Michael Skinnider wins 2025 Packard Foundation Fellowship
Michael Skinnider, an assistant professor in the Lewis-Sigler Institute for Integrative Genomics (LSI) and an assistant member of the Ludwig Institute for Cancer Research Princeton Branch, has been awarded a 2025 Packard Fellowship for Science and Engineering.
The fellowships honor “the nation’s most promising early-career scientists and engineers,” according to the David and Lucile Packard Foundation. This year’s cohort includes 20 fellows, who will each receive $875,000 over five years to pursue blue-sky research. Princeton graduate alumni Maggie Hall Miller and Darcy McRose and former postdoc Charlotte Chan are also 2025 Packard Fellows.
“It’s really an honor to receive this,” said Skinnider, whose work uses artificial intelligence to identify chemical structures in our bodies known as “metabolites” and discover how they influence human health. “Many of the previous winners are people I’ve looked up to for many years.”
Skinnider said that the unrestricted nature of the fellowship will enable his team to “test the most exciting and novel hypotheses that we come up with.”
Packard fellowships are among the nation’s largest and most flexible nongovernmental fellowships. Since they were launched in 1988, the Packard Foundation has awarded more than half a billion dollars to 735 scientists and engineers from 55 universities, according to the foundation.
“David Packard believed that science was the cornerstone of America’s progress. He invested in science not only because it drives innovation, but because it is a public good that strengthens our society and our shared future,” said Nancy Lindborg, Packard Foundation president and CEO, in a press release. “These visionary Packard Fellows are pushing the boundaries of knowledge, and their bold ideas will become tomorrow’s real-world solutions.”
The metabolites that Skinnider studies are small and largely unknown molecules in the human body. Skinnider and his group are developing AI technologies to identify these chemical structures and link them to human diseases, including cancer.
“Much of the chemistry inside our bodies remains uncharted,” his Packard award announcement noted. “Skinnider’s work seeks to enable the discovery of these as-of-yet unknown small molecules (or metabolites) in high throughput. To this end, his laboratory develops and applies computational approaches that tightly integrate biochemical experiments with artificial intelligence to comprehensively map the mammalian metabolome.”
Skinnider said that he loves “the thrill of discovery” when he experimentally validates “some new biological phenomenon or mechanism” that he first predicted computationally.
“I also really like the puzzle-solving aspect of so much of what we do,” he said. “You have all these disparate pieces of analytical data, and you’re trying to piece them together and figure out, ‘What is this metabolite that we think is so interesting but cannot actually identify?’”
Skinnider came to Princeton in 2023. He earned his undergraduate degree from McMaster University and his M.D./Ph.D. from the University of British Columbia. He also spent time as a visiting Ph.D. student at the École Polytechnique Fédérale de Lausanne.
His previous honors include the 2024 Director’s Early Independence Award from the National Institutes of Health (NIH) and the 2023 Young Explorer Award from the journal Science and the NOMIS foundation, among others. He was also included in the 2020 Forbes 30 under 30 list and the 2024 cohort of the “Talented 12” early career researchers by Chemical & Engineering News.
Alumni and former postdoc fellows
Maggie Hall Miller, a 2020 Ph.D. graduate in mathematics, is now an assistant professor at the University of Texas-Austin. Miller's work explores “the limits of what strange behavior we can observe in 4-dimensional space,” according to her award citation.
Darcy McRose, a 2018 Ph.D. graduate in geosciences, is now the Thomas D. and Virginia W. Cabot Career Development Assistant Professor in the Department of Civil and Environmental Engineering at the Massachusetts Institute of Technology. "The McRose lab studies native functions of antibiotics — from shaping beneficial microbial communities at plant roots to soil fertility and pathogen suppression — that support ecosystems, agriculture, and human prosperity,” her citation notes.
Charlotte Chan, who was a postdoctoral fellow in mathematics with Christopher Skinner, is now an assistant professor at the University of Michigan. “Representation theory provides a systematic framework for understanding symmetry, in both quantitative and qualitative terms,” according to her citation. "Chan's work explores arithmetic phenomena through this lens by exhibiting its deep interactions with polynomials.”

******************************

Tasks to complete:
**a.** List every person the fellowship article names as a 2025 Packard Fellow.
**b.** Please retype the fellowship article word for word, from "Skinnider said that he" up to and including "first predicted computationally.".

Information given:
******************************

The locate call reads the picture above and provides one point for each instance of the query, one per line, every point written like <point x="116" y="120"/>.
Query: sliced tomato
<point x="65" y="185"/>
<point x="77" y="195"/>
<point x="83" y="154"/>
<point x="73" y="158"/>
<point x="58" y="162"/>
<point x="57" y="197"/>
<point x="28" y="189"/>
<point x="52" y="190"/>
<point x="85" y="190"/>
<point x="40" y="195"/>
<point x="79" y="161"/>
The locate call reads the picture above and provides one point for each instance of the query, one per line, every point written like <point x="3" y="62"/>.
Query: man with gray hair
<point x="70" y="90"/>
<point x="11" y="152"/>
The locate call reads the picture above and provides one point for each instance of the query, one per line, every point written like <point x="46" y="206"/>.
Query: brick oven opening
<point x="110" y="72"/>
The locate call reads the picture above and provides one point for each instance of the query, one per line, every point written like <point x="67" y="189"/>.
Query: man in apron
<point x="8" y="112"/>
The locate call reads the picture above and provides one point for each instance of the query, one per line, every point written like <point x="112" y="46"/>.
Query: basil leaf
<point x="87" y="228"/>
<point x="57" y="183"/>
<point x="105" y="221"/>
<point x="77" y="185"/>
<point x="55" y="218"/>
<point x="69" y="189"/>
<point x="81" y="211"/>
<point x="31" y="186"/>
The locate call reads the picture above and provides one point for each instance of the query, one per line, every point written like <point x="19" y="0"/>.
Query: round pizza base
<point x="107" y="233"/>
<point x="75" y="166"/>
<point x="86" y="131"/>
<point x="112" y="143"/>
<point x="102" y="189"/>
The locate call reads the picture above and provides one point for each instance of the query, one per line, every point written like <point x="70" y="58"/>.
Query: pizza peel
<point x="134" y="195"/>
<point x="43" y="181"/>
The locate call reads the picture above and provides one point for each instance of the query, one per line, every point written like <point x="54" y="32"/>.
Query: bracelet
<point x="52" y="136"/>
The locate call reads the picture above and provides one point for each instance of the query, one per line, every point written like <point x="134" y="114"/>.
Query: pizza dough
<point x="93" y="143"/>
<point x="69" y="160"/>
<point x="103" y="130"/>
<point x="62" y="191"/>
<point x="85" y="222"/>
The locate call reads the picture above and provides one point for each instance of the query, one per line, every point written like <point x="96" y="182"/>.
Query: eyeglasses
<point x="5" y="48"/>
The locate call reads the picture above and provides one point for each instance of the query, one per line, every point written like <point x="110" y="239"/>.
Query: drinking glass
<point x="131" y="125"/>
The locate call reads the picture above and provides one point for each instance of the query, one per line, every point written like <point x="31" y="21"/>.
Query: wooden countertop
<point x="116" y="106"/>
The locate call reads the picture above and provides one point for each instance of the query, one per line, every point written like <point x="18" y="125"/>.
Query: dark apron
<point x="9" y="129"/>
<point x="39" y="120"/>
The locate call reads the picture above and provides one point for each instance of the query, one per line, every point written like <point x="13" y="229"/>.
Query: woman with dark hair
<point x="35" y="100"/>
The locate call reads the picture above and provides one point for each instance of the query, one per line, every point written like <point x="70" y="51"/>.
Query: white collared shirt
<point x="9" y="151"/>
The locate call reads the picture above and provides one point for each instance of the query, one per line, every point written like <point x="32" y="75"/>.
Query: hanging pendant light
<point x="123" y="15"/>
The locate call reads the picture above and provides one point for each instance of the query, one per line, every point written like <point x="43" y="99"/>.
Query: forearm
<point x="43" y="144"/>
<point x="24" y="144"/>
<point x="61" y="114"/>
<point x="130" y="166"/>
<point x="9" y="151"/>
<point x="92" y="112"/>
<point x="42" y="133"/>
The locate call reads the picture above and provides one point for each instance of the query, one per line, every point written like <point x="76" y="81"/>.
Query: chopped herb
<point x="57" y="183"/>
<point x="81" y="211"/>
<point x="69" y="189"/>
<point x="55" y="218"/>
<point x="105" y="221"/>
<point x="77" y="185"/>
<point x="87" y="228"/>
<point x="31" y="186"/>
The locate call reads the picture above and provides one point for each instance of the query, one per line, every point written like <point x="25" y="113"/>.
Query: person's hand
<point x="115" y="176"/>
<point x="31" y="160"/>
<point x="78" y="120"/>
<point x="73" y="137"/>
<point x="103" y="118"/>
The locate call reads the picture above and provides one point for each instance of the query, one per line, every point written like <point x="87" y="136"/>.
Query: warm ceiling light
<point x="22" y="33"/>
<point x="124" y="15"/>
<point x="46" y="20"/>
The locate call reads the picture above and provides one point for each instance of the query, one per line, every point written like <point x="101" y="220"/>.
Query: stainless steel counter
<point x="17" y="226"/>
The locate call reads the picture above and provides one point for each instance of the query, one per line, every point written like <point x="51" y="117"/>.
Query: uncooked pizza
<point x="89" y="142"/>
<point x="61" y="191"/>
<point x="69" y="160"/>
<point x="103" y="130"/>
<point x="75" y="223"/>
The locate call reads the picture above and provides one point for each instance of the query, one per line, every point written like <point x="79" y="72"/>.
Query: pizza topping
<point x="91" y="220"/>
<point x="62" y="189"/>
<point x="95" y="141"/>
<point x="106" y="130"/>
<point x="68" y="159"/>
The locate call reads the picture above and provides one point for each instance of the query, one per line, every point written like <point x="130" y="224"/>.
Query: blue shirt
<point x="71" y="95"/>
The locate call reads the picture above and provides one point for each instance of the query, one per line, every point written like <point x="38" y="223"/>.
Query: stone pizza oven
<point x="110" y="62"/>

******************************

Responses to the tasks:
**a.** Michael Skinnider, Maggie Hall Miller, Darcy McRose, Charlotte Chan

**b.**
Skinnider said that he loves “the thrill of discovery” when he experimentally validates “some new biological phenomenon or mechanism” that he first predicted computationally.